_Text block:_
>>>>

The video of the officer kneeling on a 15-year-old's neck was shot after police were called to a fight near George Vanier High School involving 15 teenagers from two schools.

Villefranche and other leaders, including Quebec solidaire MNA Andres Fontecilla are calling for more social workers in the community and for police reforms to combat racial profiling.

“I denounce the racial profiling behind this police intervent in Villeray and I ask (Public Security Minister Genevieve) Guilbeault and (Minister Responsible for the Fight Against Racism) Benoit Charette for public policy based not on police intervention, but based on social intervention, on prevention,” said Fontecilla.

A spokesperson for Guilbeault said “racial profiling is a practice that concerns us and action has been taken to remedy it” but that the ministry “is still analyzing the recommendations of the Advisory Committee on Police Reality tabled on May 25.”

<<<<

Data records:
>>>>

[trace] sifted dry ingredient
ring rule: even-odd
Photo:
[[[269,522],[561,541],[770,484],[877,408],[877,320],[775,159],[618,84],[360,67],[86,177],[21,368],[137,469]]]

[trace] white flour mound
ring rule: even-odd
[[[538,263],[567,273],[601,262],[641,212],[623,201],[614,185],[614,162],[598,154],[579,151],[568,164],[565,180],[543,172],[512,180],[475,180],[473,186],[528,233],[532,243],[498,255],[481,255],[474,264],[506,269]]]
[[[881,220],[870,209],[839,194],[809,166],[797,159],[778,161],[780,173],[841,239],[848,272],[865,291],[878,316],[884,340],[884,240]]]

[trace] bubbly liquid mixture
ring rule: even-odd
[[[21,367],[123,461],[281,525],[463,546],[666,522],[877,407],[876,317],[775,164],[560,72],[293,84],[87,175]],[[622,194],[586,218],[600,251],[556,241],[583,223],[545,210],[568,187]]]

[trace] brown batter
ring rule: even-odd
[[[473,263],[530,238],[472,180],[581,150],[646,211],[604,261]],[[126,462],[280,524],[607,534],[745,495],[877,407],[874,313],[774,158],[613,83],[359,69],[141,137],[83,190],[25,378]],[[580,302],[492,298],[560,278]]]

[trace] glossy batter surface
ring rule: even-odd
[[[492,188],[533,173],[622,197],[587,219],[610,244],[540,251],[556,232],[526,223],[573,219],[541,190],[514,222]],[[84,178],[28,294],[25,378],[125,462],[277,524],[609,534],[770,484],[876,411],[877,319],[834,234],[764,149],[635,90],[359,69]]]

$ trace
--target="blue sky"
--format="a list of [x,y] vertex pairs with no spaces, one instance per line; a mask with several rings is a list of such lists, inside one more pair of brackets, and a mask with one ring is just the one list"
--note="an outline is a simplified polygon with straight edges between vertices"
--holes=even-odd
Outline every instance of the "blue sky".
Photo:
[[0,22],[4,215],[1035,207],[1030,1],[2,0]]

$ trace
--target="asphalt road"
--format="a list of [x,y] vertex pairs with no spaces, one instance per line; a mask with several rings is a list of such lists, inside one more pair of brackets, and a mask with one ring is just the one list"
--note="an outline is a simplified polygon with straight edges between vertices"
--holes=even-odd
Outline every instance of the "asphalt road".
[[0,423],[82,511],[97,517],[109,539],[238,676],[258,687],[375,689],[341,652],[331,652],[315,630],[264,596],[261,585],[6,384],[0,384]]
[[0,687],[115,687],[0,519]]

<<<<

_Task list:_
1 – Reproduce verbatim the stretch of the article on racial profiling from "The video of" through "combat racial profiling.".
2 – According to the article on racial profiling, how many teenagers were involved in the fight near George Vanier High School?
3 – Write the next part of the article on racial profiling, beginning after its final sentence.
The material above was drawn from a separate source and is unrelated to the article on racial profiling.

_The results:_
1 –
The video of the officer kneeling on a 15-year-old's neck was shot after police were called to a fight near George Vanier High School involving 15 teenagers from two schools.

Villefranche and other leaders, including Quebec solidaire MNA Andres Fontecilla are calling for more social workers in the community and for police reforms to combat racial profiling.

2 – Fifteen teenagers from two schools were involved.

3 –
Villefranche said she also wants to see an end to police tactics such as placing a knee on people's necks.

“They have to answer, how come they had that violence against two kids?” she said. “They have to answer that question, they cannot find excuses, they have to answer and be accountable.”

A spokesperson for the SPVM said the protocol is for an investigation to be held any time a police officer uses force. At the time the video first spread, the SPVM defended the officer's actions, saying the boy was handcuffed, searched and what appeared to be a stun gun was found.

Police would not comment on the investigation's status, citing a lawsuit filed by the teen's family.